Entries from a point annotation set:
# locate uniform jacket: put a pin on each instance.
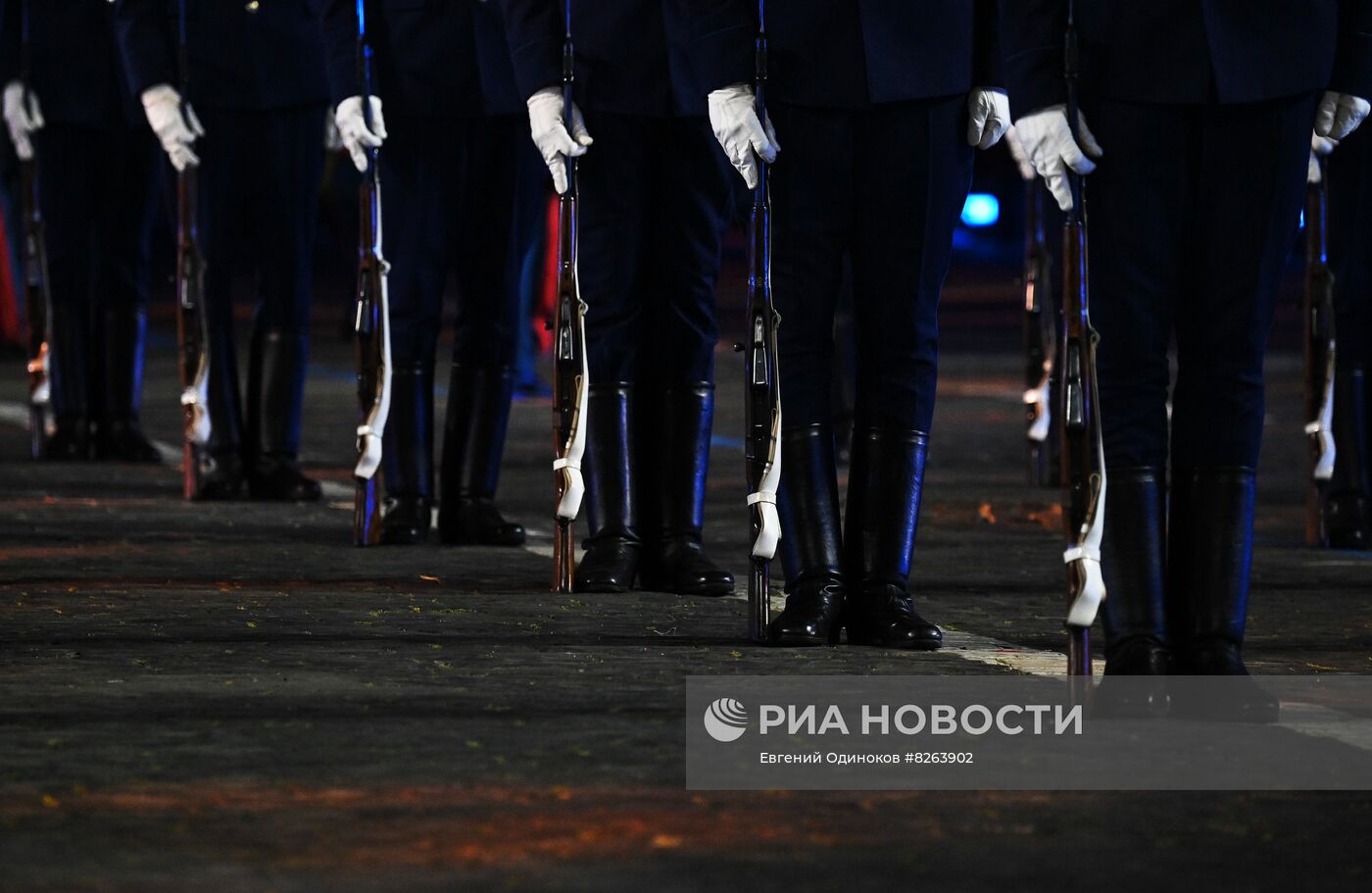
(74, 61)
(630, 54)
(848, 54)
(260, 55)
(1189, 51)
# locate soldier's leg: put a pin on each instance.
(1348, 514)
(482, 381)
(695, 195)
(812, 223)
(129, 192)
(1251, 164)
(906, 216)
(614, 209)
(421, 174)
(66, 201)
(226, 153)
(1139, 203)
(290, 164)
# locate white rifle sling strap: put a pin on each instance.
(1040, 399)
(1323, 426)
(198, 398)
(569, 464)
(1086, 555)
(369, 433)
(764, 500)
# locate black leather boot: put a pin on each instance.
(473, 440)
(276, 391)
(121, 436)
(885, 481)
(1348, 512)
(1209, 564)
(68, 372)
(811, 541)
(221, 476)
(675, 562)
(408, 457)
(1134, 615)
(613, 549)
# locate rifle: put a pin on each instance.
(192, 322)
(1083, 449)
(370, 323)
(37, 298)
(761, 408)
(1040, 343)
(569, 368)
(1319, 357)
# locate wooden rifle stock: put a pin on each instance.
(37, 299)
(192, 330)
(370, 326)
(38, 305)
(569, 370)
(1040, 344)
(761, 406)
(1320, 349)
(1083, 452)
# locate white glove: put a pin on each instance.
(551, 136)
(354, 132)
(1340, 114)
(23, 119)
(733, 116)
(1320, 146)
(175, 130)
(332, 139)
(1047, 140)
(1017, 151)
(988, 117)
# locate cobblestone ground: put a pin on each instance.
(232, 697)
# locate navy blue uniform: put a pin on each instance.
(870, 105)
(258, 85)
(449, 171)
(1204, 113)
(655, 202)
(98, 192)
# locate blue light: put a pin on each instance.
(981, 209)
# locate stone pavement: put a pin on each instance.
(232, 697)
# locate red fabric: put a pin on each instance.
(10, 332)
(546, 309)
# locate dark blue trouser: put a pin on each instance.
(885, 185)
(655, 202)
(1193, 212)
(260, 180)
(448, 188)
(98, 194)
(448, 192)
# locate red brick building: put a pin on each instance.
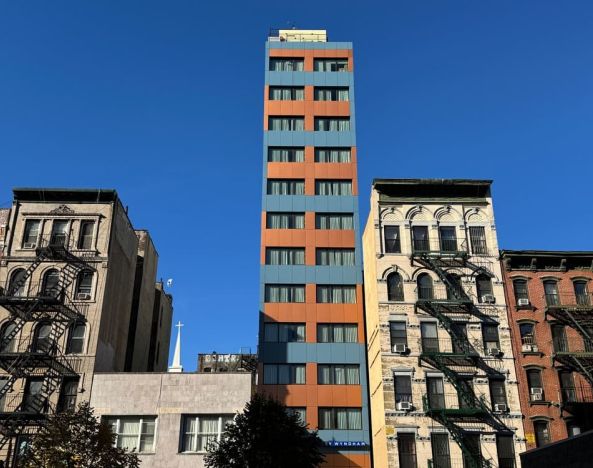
(551, 318)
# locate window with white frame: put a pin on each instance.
(200, 431)
(134, 433)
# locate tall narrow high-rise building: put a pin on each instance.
(311, 345)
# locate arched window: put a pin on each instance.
(395, 287)
(551, 292)
(425, 290)
(51, 280)
(41, 338)
(16, 285)
(7, 341)
(84, 284)
(76, 339)
(484, 288)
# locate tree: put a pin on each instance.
(266, 435)
(76, 439)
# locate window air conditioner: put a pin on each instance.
(399, 348)
(404, 406)
(500, 407)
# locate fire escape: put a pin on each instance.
(574, 311)
(464, 413)
(38, 362)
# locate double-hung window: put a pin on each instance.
(335, 257)
(338, 374)
(286, 124)
(284, 293)
(287, 64)
(200, 431)
(285, 256)
(340, 418)
(285, 220)
(332, 124)
(336, 294)
(337, 333)
(333, 187)
(284, 332)
(333, 155)
(284, 374)
(334, 221)
(287, 93)
(331, 94)
(134, 433)
(286, 187)
(286, 154)
(330, 64)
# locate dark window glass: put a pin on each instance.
(392, 239)
(477, 238)
(441, 457)
(403, 388)
(395, 287)
(406, 447)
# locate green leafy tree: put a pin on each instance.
(266, 435)
(76, 439)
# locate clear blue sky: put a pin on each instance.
(163, 101)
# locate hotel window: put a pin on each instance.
(199, 432)
(301, 413)
(338, 374)
(392, 239)
(333, 155)
(285, 293)
(133, 433)
(334, 221)
(403, 388)
(284, 332)
(441, 457)
(332, 94)
(284, 374)
(296, 154)
(31, 234)
(542, 433)
(520, 288)
(506, 451)
(285, 256)
(285, 220)
(337, 333)
(85, 236)
(477, 237)
(67, 399)
(397, 335)
(333, 187)
(340, 64)
(286, 124)
(287, 64)
(332, 294)
(335, 257)
(395, 287)
(287, 93)
(406, 448)
(332, 124)
(340, 418)
(286, 187)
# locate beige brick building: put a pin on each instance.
(443, 389)
(72, 279)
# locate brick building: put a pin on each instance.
(551, 319)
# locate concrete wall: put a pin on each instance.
(168, 396)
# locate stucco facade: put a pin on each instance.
(168, 398)
(427, 243)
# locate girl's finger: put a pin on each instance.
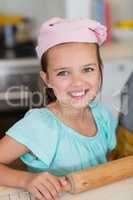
(44, 191)
(37, 194)
(51, 189)
(63, 181)
(55, 182)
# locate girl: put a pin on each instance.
(72, 132)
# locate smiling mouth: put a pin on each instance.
(78, 94)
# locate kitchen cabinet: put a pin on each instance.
(115, 74)
(118, 65)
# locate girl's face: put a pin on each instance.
(73, 73)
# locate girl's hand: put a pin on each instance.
(44, 186)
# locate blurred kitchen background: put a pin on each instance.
(20, 85)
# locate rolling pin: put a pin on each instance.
(100, 175)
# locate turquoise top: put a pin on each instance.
(59, 149)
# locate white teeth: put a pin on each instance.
(78, 93)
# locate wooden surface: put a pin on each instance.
(100, 175)
(122, 190)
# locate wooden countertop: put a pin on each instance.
(122, 190)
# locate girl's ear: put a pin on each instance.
(44, 78)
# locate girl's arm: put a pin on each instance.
(10, 150)
(42, 185)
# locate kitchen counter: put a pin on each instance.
(117, 50)
(122, 190)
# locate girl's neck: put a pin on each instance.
(70, 113)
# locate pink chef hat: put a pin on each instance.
(58, 30)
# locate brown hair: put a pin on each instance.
(49, 94)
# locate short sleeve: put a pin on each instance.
(38, 133)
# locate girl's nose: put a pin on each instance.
(77, 79)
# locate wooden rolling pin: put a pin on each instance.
(100, 175)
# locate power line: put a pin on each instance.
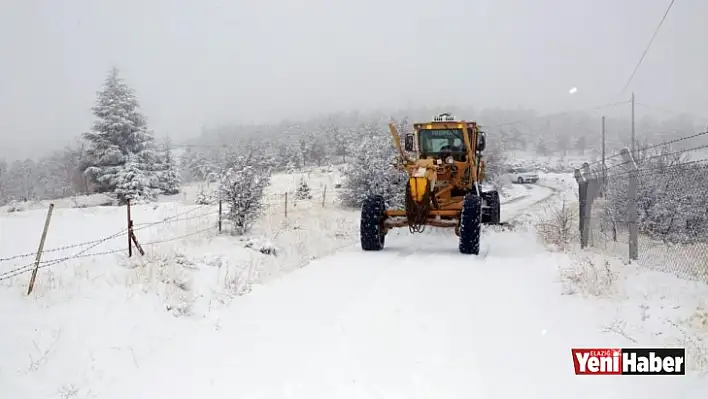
(553, 115)
(646, 50)
(670, 111)
(662, 144)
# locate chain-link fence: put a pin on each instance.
(649, 209)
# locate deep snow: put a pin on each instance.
(415, 320)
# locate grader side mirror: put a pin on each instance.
(482, 142)
(408, 142)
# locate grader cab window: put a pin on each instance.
(436, 141)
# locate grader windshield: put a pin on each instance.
(435, 141)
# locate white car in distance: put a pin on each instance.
(522, 175)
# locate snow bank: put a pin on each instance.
(642, 307)
(91, 318)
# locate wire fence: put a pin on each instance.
(212, 215)
(650, 207)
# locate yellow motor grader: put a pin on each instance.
(443, 187)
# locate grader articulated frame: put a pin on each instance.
(443, 187)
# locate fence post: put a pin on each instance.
(41, 248)
(582, 199)
(632, 214)
(130, 229)
(593, 191)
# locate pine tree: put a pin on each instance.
(303, 191)
(169, 175)
(371, 172)
(119, 133)
(242, 188)
(133, 183)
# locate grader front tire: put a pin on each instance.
(370, 230)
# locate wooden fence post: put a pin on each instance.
(41, 248)
(130, 230)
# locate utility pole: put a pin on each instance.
(634, 155)
(604, 166)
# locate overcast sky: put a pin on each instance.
(206, 62)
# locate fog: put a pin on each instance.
(202, 63)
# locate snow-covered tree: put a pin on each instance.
(371, 172)
(119, 133)
(303, 190)
(169, 175)
(242, 187)
(133, 183)
(22, 181)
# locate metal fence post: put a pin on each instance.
(632, 214)
(582, 197)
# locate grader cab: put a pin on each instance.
(443, 190)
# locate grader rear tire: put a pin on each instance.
(370, 229)
(470, 224)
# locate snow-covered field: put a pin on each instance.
(415, 320)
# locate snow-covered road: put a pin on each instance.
(417, 320)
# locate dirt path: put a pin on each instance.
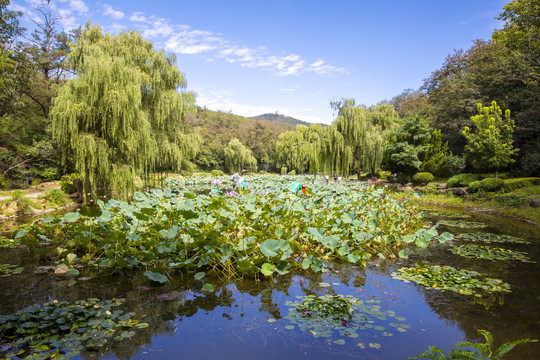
(33, 191)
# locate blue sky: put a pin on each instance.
(293, 57)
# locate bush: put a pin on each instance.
(66, 183)
(454, 164)
(462, 180)
(519, 183)
(503, 176)
(24, 205)
(54, 197)
(486, 185)
(422, 178)
(403, 178)
(531, 164)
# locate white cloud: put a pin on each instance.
(183, 39)
(222, 101)
(115, 14)
(79, 6)
(138, 16)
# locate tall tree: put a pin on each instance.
(237, 156)
(489, 144)
(124, 112)
(365, 132)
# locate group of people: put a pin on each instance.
(337, 178)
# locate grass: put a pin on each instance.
(515, 204)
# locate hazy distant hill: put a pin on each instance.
(281, 120)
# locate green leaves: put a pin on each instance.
(64, 329)
(448, 278)
(157, 277)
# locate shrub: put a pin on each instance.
(54, 197)
(454, 164)
(531, 164)
(48, 174)
(403, 178)
(422, 178)
(486, 185)
(16, 195)
(66, 183)
(519, 183)
(24, 205)
(503, 176)
(462, 180)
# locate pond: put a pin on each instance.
(249, 318)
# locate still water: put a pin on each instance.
(248, 319)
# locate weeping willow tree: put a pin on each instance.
(293, 150)
(365, 133)
(123, 114)
(237, 156)
(328, 152)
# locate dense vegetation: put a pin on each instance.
(58, 115)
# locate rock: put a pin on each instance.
(459, 191)
(61, 270)
(534, 202)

* _Task to carry out_
Give back, exactly as written, the lines from the one with "# locate white cloud: put" to the last line.

* _Complete response_
# locate white cloud: put a pin on each instance.
(183, 39)
(222, 101)
(115, 14)
(79, 6)
(138, 16)
# locate tall tree: put a pin on each instance.
(237, 156)
(489, 144)
(124, 112)
(365, 132)
# locate group of people: put a pin on each instance.
(337, 178)
# locate grass: put a pin on each instance.
(515, 204)
# locate hazy distant hill: put a pin on each instance.
(281, 120)
# locate green leaves: put a pin on each instance.
(64, 329)
(448, 278)
(157, 277)
# locate shrub: put a pin on each instance.
(54, 197)
(454, 164)
(531, 164)
(48, 174)
(403, 178)
(422, 178)
(486, 185)
(16, 195)
(66, 183)
(519, 183)
(24, 205)
(503, 176)
(462, 180)
# locate pond: put a pin on each instance.
(249, 318)
# locate still water: put a pin on each instance.
(248, 319)
# locate weeping willow tree: put a pin on each instance.
(293, 150)
(365, 133)
(123, 114)
(237, 156)
(328, 152)
# locate dense vegetation: put a pin on each instance.
(58, 115)
# locate rock: put a pin on each instance.
(459, 191)
(61, 270)
(534, 202)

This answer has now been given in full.